* **Source data**:
________________________________________
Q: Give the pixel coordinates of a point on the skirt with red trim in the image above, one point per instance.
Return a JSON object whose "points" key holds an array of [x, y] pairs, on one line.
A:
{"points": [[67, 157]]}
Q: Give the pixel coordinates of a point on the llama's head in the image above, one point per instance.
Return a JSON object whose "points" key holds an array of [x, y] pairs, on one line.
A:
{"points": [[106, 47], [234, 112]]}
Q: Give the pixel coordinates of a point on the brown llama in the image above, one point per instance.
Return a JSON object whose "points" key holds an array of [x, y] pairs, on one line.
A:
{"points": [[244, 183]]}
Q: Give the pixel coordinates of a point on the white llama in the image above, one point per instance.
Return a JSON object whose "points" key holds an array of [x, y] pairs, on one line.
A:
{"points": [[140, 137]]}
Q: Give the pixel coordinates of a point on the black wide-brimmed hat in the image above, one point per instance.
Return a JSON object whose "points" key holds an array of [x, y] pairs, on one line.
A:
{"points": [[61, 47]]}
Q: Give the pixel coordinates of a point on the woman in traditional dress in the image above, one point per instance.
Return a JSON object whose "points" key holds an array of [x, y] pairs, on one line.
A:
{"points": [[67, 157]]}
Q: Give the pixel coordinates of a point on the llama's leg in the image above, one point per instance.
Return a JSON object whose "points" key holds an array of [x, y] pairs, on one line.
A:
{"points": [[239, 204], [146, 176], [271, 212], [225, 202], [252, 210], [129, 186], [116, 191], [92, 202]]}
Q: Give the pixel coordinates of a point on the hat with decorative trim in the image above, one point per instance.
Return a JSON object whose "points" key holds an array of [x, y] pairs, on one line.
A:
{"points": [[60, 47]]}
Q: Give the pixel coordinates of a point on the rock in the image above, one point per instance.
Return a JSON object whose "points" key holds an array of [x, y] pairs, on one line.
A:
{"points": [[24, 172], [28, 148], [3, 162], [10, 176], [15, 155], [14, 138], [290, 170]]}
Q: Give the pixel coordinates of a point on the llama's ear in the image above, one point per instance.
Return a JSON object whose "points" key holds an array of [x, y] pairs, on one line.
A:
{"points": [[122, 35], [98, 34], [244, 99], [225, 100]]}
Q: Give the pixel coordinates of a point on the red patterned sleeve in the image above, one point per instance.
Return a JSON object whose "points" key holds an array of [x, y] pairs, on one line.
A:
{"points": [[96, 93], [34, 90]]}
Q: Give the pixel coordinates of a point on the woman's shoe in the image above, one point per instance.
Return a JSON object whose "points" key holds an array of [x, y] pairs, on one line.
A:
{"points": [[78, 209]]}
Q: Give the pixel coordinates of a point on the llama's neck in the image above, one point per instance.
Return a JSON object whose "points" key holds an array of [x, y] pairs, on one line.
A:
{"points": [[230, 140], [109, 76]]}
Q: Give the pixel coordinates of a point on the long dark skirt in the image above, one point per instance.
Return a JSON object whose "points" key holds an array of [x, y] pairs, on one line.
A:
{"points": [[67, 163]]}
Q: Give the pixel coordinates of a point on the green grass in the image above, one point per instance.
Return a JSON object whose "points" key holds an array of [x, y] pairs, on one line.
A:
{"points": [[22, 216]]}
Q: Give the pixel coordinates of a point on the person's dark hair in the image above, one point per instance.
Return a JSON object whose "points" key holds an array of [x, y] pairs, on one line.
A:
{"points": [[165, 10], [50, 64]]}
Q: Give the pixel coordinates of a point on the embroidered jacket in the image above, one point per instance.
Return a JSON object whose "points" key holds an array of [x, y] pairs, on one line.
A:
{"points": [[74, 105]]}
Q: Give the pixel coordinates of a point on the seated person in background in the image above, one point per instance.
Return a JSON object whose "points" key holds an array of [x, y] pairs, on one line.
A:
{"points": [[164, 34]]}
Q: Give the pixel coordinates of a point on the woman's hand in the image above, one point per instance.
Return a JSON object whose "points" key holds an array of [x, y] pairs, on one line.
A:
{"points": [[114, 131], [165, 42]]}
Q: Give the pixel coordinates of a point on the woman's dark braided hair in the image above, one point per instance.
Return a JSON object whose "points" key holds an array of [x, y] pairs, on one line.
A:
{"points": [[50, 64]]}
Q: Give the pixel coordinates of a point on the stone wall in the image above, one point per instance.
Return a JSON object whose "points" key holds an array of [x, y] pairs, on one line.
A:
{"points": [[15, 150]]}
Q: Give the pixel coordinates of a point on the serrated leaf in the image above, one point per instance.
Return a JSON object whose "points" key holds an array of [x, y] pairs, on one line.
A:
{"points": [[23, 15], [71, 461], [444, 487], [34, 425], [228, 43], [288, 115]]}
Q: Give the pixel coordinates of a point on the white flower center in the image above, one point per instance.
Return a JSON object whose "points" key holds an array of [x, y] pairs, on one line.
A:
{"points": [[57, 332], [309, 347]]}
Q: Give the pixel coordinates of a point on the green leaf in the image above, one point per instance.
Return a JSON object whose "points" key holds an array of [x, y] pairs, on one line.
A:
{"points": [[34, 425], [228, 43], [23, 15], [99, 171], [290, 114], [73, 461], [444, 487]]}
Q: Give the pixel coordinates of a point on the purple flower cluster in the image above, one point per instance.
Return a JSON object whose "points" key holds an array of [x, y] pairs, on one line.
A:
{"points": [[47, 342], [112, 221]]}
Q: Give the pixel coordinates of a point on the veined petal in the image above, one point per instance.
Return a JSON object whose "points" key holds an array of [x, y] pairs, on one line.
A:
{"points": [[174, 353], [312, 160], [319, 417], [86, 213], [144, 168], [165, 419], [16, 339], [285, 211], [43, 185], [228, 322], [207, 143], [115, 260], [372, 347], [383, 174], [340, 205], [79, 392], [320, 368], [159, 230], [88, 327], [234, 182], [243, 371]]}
________________________________________
* **Work to do**: Reproduce the records above exactly as they appear.

* **Worked solution**:
Q: Give the pixel coordinates of a point on the skirt with red trim in the image above, one point per instance.
Return a JSON object whose "points" key holds an array of [x, y] pairs, on one line.
A:
{"points": [[67, 157]]}
Q: Give the pixel coordinates of a point on the llama's head in the image above, one point per instance.
Return a JSON object whose "points" key holds an array of [x, y] pairs, on one line.
A:
{"points": [[106, 47], [234, 112]]}
Q: Give the pixel coordinates of a point on the brown llama in the image above, one point per instance.
Return a JSON object whose "points" key holds an array of [x, y] pairs, on one line.
A:
{"points": [[244, 183]]}
Q: Give the pixel coordinates of a point on the white llama in the image above, one point per instance.
Return a JSON object whose "points" key holds an array of [x, y] pairs, on one line.
A:
{"points": [[140, 137]]}
Q: Give the pixel coordinates of a point on the black wide-brimmed hat in the image above, one point per instance.
Return a JSON object whose "points" key holds an array of [x, y] pairs, on one line.
A:
{"points": [[61, 47]]}
Q: Give the pixel coordinates of a point on the woman in traditional dress in the image above, one point per instance.
Return a JSON object whose "points" key holds an array of [x, y] pairs, on one line.
A:
{"points": [[67, 157]]}
Q: Give the pixel coordinates of a point on the llama's leg in the image above, one point per instance.
Return a JSON object whose "points" key holds an array of [x, y] pairs, on one line.
A:
{"points": [[239, 204], [146, 176], [271, 212], [225, 202], [252, 210], [129, 186], [116, 191], [92, 202]]}
Q: Give the pixel coordinates of a point on the hat with decorative trim in the image above, one point per instance.
Return a JSON object whose "points" key holds an array of [x, y] pairs, on one line.
A:
{"points": [[60, 47]]}
Q: Give the pixel coordinates of a point on the rock in the image above, one point per instance.
Return a JSON object whose "points" key holds an array of [x, y] pairs, on one line.
A:
{"points": [[24, 172], [28, 148], [3, 162], [10, 176], [15, 155], [14, 138], [290, 170]]}
Q: Give the pixel coordinates of a point on the llama's ear in the image above, one point per instance.
Return a JSON object whose "points" key holds an array of [x, y] pairs, on one line.
A:
{"points": [[122, 35], [98, 34], [244, 99], [225, 100]]}
Q: Give the pixel coordinates of a point on the red patterned sleeve in the image above, one point per instance.
Return a JSON object whose "points" key holds an array of [x, y] pairs, on one line.
A:
{"points": [[96, 93], [34, 90]]}
Q: Give the pixel coordinates of a point on the woman's shoe in the image above, one point per instance.
Return a JSON object whose "points" key holds an array of [x, y] pairs, on one line.
A:
{"points": [[78, 209]]}
Q: Give the pixel coordinates of a point on the llama's neck in the image above, one point per instance.
Return a JSON object whose "points" key holds an array of [x, y] pairs, on one line.
A:
{"points": [[230, 140], [109, 76]]}
Q: Give the pixel coordinates of a point on the long dark skirt in the image above, one point per instance.
Return a JSON object whose "points" key holds an array of [x, y] pairs, on one line.
A:
{"points": [[67, 163]]}
Q: Give the pixel coordinates of a point on the green grass in the image above, one point per instance.
Return a JSON object whose "points" key holds an array of [x, y] pairs, on one line.
A:
{"points": [[22, 216]]}
Q: Give the pixel coordinates of a point on the person's dark hair in the image above, one point per instance.
Return a JSON object whose "points" key holds an array of [x, y] pairs, on one line.
A:
{"points": [[165, 10], [50, 64]]}
Q: Give the pixel coordinates of a point on the embroidered jacket in the image above, one point per instance.
Return a JSON object whose "points" key holds an array of [x, y] pairs, on one line.
A:
{"points": [[74, 105]]}
Q: Give the pixel coordinates of a point on the seated person in background in the image above, one point per instance.
Return a JSON object whose "points" key holds an array of [x, y] pairs, on one line.
A:
{"points": [[164, 34]]}
Q: Give the pixel coordinates of a point on the woman's hand in the image above, one point per instance.
Return a JSON object whose "points" key holds an array of [x, y] pairs, on one line.
A:
{"points": [[114, 131], [165, 42]]}
Q: Give the pixel coordinates of a point on the woman's dark braided hair in the image above, one point per instance.
Return a JSON object whose "points" key holds an array of [x, y] pairs, on one line.
A:
{"points": [[50, 64]]}
Q: Give the pixel coordinates of a point on the stone wall in the image above, one point per instance.
Return a JSON object whose "points" key holds an array of [x, y] pairs, on one line.
A:
{"points": [[15, 150]]}
Q: Give the pixel coordinates of a point on the serrated leaf in the image above, one point per instance.
Return a JSON object whose "points" key holds an array of [x, y] pairs, on one line.
A:
{"points": [[23, 15], [71, 461], [444, 487], [34, 425], [228, 43], [288, 115]]}
Q: Give the pixel coordinates of a point on the white flower center in the image above, one point per instance.
Return a JSON object whose "points" key holds an array of [x, y] pairs, on one line.
A:
{"points": [[57, 332], [309, 347]]}
Q: Give the pixel coordinates of a point on the green leaf in the image above, one point per instance.
Return a JSON object whose "points" key holds an array of [x, y] pairs, on one line.
A:
{"points": [[34, 425], [228, 43], [23, 15], [99, 171], [290, 114], [73, 461], [444, 487]]}
Q: Give the pixel coordinates of a point on the purple flower cluster in the image above, one point per instance.
Return a JSON object whose "points" key holds an array of [x, y] pairs, on one line.
A:
{"points": [[47, 342], [112, 221]]}
Q: Give the pixel coordinates of a point on the veined petal in the image above, one point per instance.
Return a JSON object whose "points" key holds an array of [x, y] pairs, on one line.
A:
{"points": [[174, 353], [312, 160], [319, 417], [86, 213], [144, 168], [165, 419], [16, 339], [285, 211], [43, 185], [228, 322], [207, 143], [115, 260], [372, 347], [383, 174], [340, 205], [79, 392], [320, 368], [159, 230], [88, 327], [234, 182], [243, 371]]}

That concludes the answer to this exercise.